-------- Data for the task

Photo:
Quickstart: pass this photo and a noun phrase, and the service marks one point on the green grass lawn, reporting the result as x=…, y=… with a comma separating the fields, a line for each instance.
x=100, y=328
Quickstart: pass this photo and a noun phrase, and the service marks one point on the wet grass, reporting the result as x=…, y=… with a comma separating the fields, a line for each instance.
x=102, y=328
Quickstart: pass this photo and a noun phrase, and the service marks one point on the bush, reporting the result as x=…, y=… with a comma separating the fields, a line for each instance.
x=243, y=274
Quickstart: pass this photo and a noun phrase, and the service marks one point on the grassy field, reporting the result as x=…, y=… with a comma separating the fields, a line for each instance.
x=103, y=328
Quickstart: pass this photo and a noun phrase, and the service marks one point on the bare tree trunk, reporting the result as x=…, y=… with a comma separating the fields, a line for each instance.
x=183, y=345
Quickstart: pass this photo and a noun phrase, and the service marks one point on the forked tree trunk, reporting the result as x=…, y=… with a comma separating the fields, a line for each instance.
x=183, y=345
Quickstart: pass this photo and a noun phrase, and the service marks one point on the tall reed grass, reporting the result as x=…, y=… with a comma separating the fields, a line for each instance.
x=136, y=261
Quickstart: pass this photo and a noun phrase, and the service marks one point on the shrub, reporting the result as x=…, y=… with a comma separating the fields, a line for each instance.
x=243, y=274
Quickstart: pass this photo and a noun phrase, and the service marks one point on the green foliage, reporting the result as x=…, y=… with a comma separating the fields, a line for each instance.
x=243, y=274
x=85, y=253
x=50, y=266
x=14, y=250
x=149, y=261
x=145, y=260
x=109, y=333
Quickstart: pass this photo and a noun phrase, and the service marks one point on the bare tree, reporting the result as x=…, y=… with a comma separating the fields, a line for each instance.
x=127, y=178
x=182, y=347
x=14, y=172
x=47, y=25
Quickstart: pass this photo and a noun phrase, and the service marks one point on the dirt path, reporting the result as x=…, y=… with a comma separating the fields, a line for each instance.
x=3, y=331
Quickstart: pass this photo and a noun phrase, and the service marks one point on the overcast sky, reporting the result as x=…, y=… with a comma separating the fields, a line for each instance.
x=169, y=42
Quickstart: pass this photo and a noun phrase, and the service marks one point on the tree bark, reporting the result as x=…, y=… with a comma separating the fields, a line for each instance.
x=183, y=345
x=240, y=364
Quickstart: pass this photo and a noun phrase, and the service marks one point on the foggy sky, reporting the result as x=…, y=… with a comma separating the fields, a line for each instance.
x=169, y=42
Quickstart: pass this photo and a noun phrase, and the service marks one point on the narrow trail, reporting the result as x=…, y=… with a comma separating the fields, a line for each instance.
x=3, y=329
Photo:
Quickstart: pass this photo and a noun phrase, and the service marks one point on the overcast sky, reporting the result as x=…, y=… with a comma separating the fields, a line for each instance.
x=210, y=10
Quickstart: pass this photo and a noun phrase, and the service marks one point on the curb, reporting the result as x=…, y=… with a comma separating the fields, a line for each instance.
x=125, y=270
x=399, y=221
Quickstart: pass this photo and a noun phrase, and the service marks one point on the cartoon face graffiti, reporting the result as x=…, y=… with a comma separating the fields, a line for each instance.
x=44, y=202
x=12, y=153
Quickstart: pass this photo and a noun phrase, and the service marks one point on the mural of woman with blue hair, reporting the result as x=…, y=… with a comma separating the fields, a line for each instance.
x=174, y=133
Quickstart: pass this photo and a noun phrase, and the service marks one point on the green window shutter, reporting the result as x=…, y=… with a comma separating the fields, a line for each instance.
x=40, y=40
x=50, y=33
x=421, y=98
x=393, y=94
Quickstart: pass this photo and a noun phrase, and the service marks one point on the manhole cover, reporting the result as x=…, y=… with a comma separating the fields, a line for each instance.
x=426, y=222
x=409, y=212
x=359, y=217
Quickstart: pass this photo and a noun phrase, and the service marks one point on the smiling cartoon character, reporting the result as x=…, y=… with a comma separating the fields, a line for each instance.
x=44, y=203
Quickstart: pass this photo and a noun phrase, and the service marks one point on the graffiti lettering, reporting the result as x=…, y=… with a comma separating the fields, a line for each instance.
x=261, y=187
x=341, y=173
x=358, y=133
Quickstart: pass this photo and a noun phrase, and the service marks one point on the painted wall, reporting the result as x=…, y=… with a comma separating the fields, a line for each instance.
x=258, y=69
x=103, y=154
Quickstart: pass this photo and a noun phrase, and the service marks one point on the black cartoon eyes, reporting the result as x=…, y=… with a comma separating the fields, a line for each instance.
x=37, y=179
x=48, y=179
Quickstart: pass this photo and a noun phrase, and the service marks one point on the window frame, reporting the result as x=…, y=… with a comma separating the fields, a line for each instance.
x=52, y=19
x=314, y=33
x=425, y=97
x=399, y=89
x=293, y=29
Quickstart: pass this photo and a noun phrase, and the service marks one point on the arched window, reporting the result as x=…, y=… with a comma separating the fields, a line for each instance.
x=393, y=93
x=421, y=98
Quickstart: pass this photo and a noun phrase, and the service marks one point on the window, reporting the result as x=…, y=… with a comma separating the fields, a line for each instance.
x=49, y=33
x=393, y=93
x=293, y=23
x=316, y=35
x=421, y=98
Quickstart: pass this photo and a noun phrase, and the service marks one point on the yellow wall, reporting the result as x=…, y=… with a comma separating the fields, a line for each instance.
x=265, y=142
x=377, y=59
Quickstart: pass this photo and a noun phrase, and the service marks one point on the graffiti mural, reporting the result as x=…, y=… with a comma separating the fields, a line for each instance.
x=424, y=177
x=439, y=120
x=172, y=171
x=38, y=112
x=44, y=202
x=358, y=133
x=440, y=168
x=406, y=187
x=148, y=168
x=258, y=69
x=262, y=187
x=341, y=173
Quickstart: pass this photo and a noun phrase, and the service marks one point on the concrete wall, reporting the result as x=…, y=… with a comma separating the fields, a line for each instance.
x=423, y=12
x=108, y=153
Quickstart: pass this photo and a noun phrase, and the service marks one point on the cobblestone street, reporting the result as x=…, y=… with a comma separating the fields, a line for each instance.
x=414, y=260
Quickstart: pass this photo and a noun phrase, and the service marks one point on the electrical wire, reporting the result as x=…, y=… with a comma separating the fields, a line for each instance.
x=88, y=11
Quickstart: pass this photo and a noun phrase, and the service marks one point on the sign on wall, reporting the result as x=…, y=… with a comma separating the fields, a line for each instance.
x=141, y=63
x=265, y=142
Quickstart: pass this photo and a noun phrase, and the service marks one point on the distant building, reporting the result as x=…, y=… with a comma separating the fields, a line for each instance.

----------------

→ **Task brief**: Every entry above must be returned word for word.

→ **Result**:
Photo:
Quickstart: pass this photo and a noun phrase, and the service marks one point on the green grass lawn, reporting the result as x=…, y=… with a comma separating the fields, a line for each instance.
x=100, y=328
Quickstart: pass this photo and a noun phrase, and the service marks one point on the wet grass, reporting the result as x=…, y=… with a comma separating the fields, a line for each instance.
x=102, y=328
Quickstart: pass this photo and a noun phrase, and the service marks one point on the bush, reporting the result as x=…, y=… with a comma separating the fields, a line for each instance.
x=243, y=274
Quickstart: pass this photo and a noun phrase, and the service marks one point on the grassy field, reporting the result as x=…, y=… with a comma separating the fields, a line for each instance.
x=103, y=328
Quickstart: pass this photo and a noun phrase, and the service marks one point on the bare tree trunk, reporting the result as x=…, y=… with a comma separating the fields, a line for each instance.
x=183, y=345
Quickstart: pass this photo and a noun phrase, and the service marks one point on the forked tree trunk, reporting the result as x=…, y=… with a comma separating the fields, a line for each instance.
x=183, y=345
Quickstart: pass this photo and a noun phrase, and the service marks one point on the tall reed grass, reporting the result as x=…, y=… with a comma separating the fields, a line for each instance.
x=136, y=261
Quickstart: pass this photo and a noun phrase, and the service marks one point on the shrub, reporting the result as x=…, y=… with a comma separating the fields, a line for each instance.
x=243, y=274
Quickstart: pass this photo and a noun phrase, and the service marks one point on the green foliage, reporting the result as x=…, y=… with a comma separating the fields, a line for each instance.
x=243, y=274
x=85, y=253
x=50, y=266
x=14, y=250
x=149, y=261
x=145, y=260
x=109, y=333
Quickstart: pass this photo and a noun phrase, and the service marks one point on the bare tree, reporting the result as x=…, y=… with a comma separating the fields, a line for each instance.
x=127, y=178
x=182, y=347
x=14, y=172
x=47, y=25
Quickstart: pass this photo and a noun phrase, and the service marks one point on the dirt path, reporting the result as x=…, y=… with a comma separating the fields, a line for each instance.
x=3, y=331
Quickstart: pass this photo and a noun phrase, and the service marks one point on the overcast sky, reporting the result as x=…, y=… with a comma separating the fields, a line for each instance.
x=169, y=42
Quickstart: pass this photo and a noun phrase, and the service marks one point on the tree bark, reporting the result as x=…, y=… with a comma separating the fields, a line for each instance.
x=183, y=345
x=240, y=364
Quickstart: pass this photo and a noun phrase, and the service marks one point on the foggy sky, reporting the result as x=…, y=… with a comma separating the fields, a line for each instance.
x=169, y=42
Quickstart: pass this photo and a noun phrase, and the service marks one point on the narrow trail, reporting the result as x=…, y=… with a comma separating the fields, a line for each instance.
x=3, y=329
Photo:
Quickstart: pass this photo and a noun phrase, and the service marks one point on the overcast sky, reporting the result as x=…, y=… with a comma separating the fields, a line for each instance.
x=210, y=10
Quickstart: pass this photo and a noun phrase, and the service marks one point on the curb, reporting the result as x=…, y=… with a comma separating the fields, a line for each instance.
x=125, y=270
x=399, y=221
Quickstart: pass this photo and a noun phrase, and the service marks one point on the cartoon face graffiti, reporting the result as x=…, y=… with a comma separating the fields, a line for each instance.
x=44, y=202
x=12, y=153
Quickstart: pass this photo and a noun phrase, and the service marks one point on the mural of woman with blue hair, reporting the result as x=…, y=… with a comma separating the fields, a line for each instance.
x=174, y=133
Quickstart: pass this photo and a noun phrase, and the service marks one point on the green window shutter, reporting the result as x=…, y=… with a comma separating the fields, a line for each instance.
x=40, y=40
x=50, y=33
x=421, y=98
x=393, y=94
Quickstart: pass this photo and a noun phrase, and the service marks one point on the manhole cover, reporting the result as x=…, y=… with a comma separating the fields, a line for each instance.
x=426, y=222
x=409, y=212
x=359, y=217
Quickstart: pass this photo and a noun phrase, and the service marks one point on the smiling cartoon character, reporting the result as x=…, y=… with a comma separating the fields, a line for each instance.
x=44, y=203
Quickstart: pass this photo and a noun phrase, and the service marks one point on the graffiti lettering, reporting the result as x=…, y=… with a comma separating the fields, a line for each instance.
x=261, y=187
x=341, y=173
x=358, y=133
Quickstart: pass this photo and a noun phrase, and the service marks one point on the painted wall, reporting the result as x=…, y=… with a comma separating the fields, a line for each instance.
x=258, y=69
x=103, y=154
Quickstart: pass this photo and a noun phrase, and the service marks one point on the black cartoon eyes, reporting the result as x=…, y=… with a comma separating the fields, a line for each instance.
x=37, y=179
x=48, y=179
Quickstart: pass this photo and a noun phrase, and the service marks one point on the window frame, reporting the result as x=…, y=… with a comma separating the fields, a line for each instance.
x=52, y=19
x=314, y=33
x=425, y=97
x=399, y=89
x=293, y=29
Quickstart: pass this photo and a noun phrase, and the service marks one point on the arched window, reporting the result as x=…, y=… with a comma separating the fields, a line for each instance.
x=393, y=93
x=421, y=98
Quickstart: pass this photo and a noun phrase, and the service marks one point on the window, reporting the result as x=…, y=… with a comma separating the fields, a line for each instance.
x=49, y=33
x=393, y=93
x=293, y=23
x=316, y=35
x=421, y=98
Quickstart: pass this photo and a noun phrase, and the service marks one point on the yellow wall, reporting the result as x=…, y=… with a comma separating the fields, a line for each instance.
x=265, y=142
x=377, y=59
Quickstart: pass this photo and a noun phrase, and the service marks one point on the graffiti mural, reporting the result as x=…, y=… with a comma separating the fields, a line for each instance.
x=424, y=177
x=439, y=120
x=172, y=171
x=38, y=112
x=44, y=202
x=358, y=133
x=440, y=168
x=406, y=187
x=148, y=168
x=258, y=69
x=262, y=187
x=341, y=173
Quickstart: pass this photo and a noun phrase, and the service marks one point on the concrete wall, reporting the result as x=…, y=… with a comma separating the fields, a line for each instance.
x=423, y=12
x=108, y=153
Quickstart: pass this photo and a noun phrase, and the service marks one point on the cobblestone street, reporting the result as x=…, y=… with a comma separating the fields, a line for each instance.
x=414, y=260
Quickstart: pass this photo and a noun phrase, and the service marks one point on the electrical wire, reporting the result as x=…, y=… with a comma separating the fields, a line for each instance.
x=88, y=11
Quickstart: pass this photo and a noun phrase, and the service marks one point on the sign on wall, reporting the result as x=…, y=… with a comma separating the fields, a line for each instance.
x=141, y=63
x=265, y=142
Quickstart: pass this photo and a noun phrase, and the service marks one point on the distant building, reporting the result as x=…, y=… with a comma separating the fields, a line for each instance.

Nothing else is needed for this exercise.